### Problem requirements
In the listing that follows, the lines starting at the one containing "Target: lips" and ending at the one containing "Target: white egg cup" are to be returned exactly, both boundary lines included, and no others.

### Record set
------------------------------------------------------------------------
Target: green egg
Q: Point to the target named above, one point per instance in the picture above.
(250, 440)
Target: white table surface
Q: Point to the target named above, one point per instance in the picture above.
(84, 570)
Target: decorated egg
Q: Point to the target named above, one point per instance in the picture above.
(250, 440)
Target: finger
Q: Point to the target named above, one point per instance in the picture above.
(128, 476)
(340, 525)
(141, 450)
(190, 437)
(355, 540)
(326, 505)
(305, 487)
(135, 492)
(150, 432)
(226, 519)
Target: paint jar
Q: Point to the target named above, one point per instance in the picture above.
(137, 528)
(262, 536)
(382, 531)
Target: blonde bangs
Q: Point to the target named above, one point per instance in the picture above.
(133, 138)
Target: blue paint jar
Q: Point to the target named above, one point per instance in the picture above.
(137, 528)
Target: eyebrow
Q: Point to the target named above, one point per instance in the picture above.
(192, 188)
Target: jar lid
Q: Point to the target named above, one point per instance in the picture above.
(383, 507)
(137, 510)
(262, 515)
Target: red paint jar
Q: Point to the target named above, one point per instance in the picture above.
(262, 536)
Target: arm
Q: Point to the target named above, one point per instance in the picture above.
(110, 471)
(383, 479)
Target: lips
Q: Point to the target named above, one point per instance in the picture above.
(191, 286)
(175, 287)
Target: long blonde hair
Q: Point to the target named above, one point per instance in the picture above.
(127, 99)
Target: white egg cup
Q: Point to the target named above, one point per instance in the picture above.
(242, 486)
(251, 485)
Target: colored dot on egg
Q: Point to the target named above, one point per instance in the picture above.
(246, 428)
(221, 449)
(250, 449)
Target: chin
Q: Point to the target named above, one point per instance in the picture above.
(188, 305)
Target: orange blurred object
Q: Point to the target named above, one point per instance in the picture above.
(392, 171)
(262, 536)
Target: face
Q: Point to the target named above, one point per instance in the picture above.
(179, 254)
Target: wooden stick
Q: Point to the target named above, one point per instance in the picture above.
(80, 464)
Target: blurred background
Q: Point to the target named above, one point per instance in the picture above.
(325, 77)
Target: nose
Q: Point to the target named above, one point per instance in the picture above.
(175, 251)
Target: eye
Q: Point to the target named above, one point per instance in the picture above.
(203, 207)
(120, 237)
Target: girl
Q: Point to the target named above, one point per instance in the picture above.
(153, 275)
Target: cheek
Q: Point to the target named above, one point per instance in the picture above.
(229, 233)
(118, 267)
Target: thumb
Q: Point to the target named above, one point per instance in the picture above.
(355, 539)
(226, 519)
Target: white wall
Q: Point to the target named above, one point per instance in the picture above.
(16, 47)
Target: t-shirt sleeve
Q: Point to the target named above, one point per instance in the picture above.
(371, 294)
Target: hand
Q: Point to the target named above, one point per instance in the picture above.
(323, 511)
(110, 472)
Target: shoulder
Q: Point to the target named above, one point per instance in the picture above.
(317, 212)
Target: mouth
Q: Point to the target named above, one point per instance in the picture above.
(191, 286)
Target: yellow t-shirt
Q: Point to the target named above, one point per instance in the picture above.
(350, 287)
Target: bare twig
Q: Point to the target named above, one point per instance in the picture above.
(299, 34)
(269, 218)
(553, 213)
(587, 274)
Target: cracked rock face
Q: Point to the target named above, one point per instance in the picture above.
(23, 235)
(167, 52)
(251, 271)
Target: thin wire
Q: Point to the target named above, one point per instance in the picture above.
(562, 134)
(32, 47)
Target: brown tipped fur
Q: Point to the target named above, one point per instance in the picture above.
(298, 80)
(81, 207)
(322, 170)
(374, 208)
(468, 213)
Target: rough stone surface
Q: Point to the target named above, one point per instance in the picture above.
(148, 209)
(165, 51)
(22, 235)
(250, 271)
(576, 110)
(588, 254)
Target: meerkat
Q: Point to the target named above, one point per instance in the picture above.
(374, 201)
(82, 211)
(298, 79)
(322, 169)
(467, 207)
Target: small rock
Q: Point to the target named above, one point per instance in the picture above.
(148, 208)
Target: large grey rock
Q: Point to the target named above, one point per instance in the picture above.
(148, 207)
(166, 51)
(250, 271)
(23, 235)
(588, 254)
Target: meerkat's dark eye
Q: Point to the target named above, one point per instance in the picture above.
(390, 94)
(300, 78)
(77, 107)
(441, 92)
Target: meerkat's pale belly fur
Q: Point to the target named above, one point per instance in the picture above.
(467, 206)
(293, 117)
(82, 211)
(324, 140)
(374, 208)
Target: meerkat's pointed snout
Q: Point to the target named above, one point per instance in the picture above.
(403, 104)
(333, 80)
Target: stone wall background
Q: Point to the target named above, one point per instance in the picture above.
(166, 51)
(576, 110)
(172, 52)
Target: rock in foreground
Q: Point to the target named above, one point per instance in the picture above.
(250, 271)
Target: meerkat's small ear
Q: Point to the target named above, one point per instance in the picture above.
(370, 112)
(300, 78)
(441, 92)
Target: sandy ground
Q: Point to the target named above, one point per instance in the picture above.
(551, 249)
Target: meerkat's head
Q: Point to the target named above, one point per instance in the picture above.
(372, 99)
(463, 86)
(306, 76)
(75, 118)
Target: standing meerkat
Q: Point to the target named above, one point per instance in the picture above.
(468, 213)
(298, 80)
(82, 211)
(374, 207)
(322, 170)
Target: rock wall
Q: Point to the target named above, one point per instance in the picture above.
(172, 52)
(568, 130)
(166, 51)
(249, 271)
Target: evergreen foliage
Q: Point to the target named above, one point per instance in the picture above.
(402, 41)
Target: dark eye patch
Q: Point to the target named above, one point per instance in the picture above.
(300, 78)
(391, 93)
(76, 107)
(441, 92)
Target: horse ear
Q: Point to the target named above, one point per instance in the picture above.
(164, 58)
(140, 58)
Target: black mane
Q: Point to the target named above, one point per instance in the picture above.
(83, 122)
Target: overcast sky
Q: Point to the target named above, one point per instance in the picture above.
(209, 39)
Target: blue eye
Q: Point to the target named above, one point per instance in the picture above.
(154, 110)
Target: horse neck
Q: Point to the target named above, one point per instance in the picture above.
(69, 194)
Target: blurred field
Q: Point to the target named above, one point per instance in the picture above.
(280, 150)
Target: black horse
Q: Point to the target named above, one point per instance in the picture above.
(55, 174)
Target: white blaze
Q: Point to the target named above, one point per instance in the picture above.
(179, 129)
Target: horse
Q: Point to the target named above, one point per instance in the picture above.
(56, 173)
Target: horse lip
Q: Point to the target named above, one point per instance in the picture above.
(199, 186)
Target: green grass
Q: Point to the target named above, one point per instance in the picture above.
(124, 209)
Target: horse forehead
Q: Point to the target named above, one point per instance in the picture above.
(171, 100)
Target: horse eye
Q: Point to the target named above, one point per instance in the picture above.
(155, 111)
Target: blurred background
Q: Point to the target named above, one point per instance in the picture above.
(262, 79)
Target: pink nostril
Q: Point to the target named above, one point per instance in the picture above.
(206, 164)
------------------------------------------------------------------------
### Answer to the exercise
Target: lips
Q: Point to the target named above, one point per instance in the picture above.
(191, 286)
(175, 287)
Target: long blonde hair
Q: Point to the target named above, one point per instance in the picture above.
(127, 99)
Target: white egg cup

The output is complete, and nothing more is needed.